▶ [REQUIRED ACTION 1]: In the passage on Riordan's early life and career, where did Riordan study drama, and for how long?
▶ [REQUIRED ACTION 2]: Using the passage on Riordan's early life and career, explain how Riordan came to be signed as a contract player by Sol Lesser.

▶ [TEXT PROVIDED]:
————————

Riordan was born in Washington, D.C., USA. Her family relocated to Milwaukee, Wisconsin, where she attended high school and later studied drama for two years at the University of Wisconsin from 1937 to 1939, before moving to Los Angeles, California.

== Career ==
Her interest in movies grew while living near the motion picture studios, but she first took a job working as a doctor's secretary and assistant, then using her spare time to look for film-related jobs on the side. While modelling in Los Angeles and making uncredited appearances in films, she was chosen for a small role in the wartime B-movie melodrama Parachute Nurse (1942).

The Hollywood producer Sol Lesser and later president of the Sol Lesser Productions Inc., often looking for new faces and unknown talent, signed Riordan as a contract player after she approached him about possible roles. Riordan made her debut in the Lesser film, Stage Door Canteen (1943), a morale boosting musical revue picture made during World War II, where she played actor Lon McAllister’s girl of interest in the story, before his character “California” received assignment orders to leave for the war. Many well known film screen, stage and radio stars were featured in the films various stage performances, but Lesser purposely went against conventions and cast other unknowns for the main story acting roles. The other newly contracted players featured in addition to Riordan included Lon McCallister, Margaret Early, Sunset Carson (as Michael Harrison) and Cheryl Walker, a former “stand-in” for actresses Veronica Lake, Claudette Colbert and Madeleine Carroll.

————————

▶ [DATA SEGMENT]:
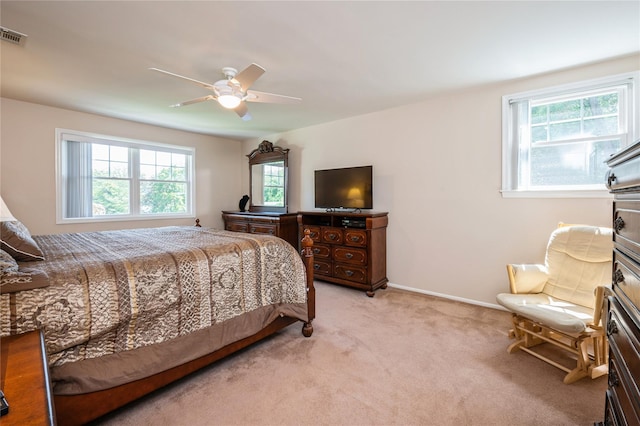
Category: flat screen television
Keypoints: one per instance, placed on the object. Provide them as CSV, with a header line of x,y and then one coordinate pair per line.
x,y
345,188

————————

▶ [TASK SOLUTION 1]: She studied drama at the University of Wisconsin for two years, from 1937 to 1939.

▶ [TASK SOLUTION 2]: Sol Lesser was often looking for new faces and unknown talent. Riordan approached him about possible roles, and he signed her as a contract player.